函数概念与极限
函数
对数运算法则
商变差,奇变和,幂次变倍数
\[
\left\{
\begin{array}{}
\ln ab = \ln a + \ln b, & \\
\ln \frac{a}{b} = \ln a - \ln b, & \\
\ln a^b = b \ln a, &
\end{array}
\right.
\]
反双曲正弦函数
\[
\operatorname{arsinh} = \ln \left( x + \sqrt{x^2 + 1} \right)
\]
双曲余弦函数(悬链线)偶函数
\[
\sinh x = \frac{e^x + e^{-x}}{2}
\]
定义域
\[
\left\{
\begin{array}{}
\frac{1}{x}, & x \neq 0 \\
\sqrt[2n]{x}, & x \geq 0 \\
\log_{n} x, & x > 0 \\
\arcsin x, \arccos x, & -1 \leq x \leq 1 \\
\tan x, & x \neq k\pi + \frac{\pi}{2} \\
\cot x, & x \neq k\pi
\end{array}
\right.

• 任务说明: 这份讲函数和极限的摘录在"定义域"部分里，给 arcsin x 和 arccos x 写的 x 取值范围是什么？

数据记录

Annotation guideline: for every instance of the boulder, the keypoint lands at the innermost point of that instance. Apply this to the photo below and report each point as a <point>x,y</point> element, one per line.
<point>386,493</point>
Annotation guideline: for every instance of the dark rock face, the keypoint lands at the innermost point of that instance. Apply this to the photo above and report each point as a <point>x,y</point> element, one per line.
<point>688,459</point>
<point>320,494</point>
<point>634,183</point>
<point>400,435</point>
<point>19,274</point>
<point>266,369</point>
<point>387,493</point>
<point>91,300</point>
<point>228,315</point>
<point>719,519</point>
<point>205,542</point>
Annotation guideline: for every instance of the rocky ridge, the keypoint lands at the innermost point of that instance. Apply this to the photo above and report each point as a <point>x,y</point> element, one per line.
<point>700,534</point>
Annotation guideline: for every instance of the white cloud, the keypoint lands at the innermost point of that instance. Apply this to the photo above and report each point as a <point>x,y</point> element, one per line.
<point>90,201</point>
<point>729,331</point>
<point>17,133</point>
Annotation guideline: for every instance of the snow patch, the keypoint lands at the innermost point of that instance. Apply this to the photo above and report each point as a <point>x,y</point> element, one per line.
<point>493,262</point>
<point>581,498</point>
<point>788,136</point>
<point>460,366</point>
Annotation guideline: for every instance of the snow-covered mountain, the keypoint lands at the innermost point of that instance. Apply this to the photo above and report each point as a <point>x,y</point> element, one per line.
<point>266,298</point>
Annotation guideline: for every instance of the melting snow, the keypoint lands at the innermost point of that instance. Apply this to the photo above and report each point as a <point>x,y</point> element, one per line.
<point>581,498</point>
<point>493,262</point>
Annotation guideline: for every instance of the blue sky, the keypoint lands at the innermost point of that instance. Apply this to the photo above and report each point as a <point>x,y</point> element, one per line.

• 参考答案: -1 ≤ x ≤ 1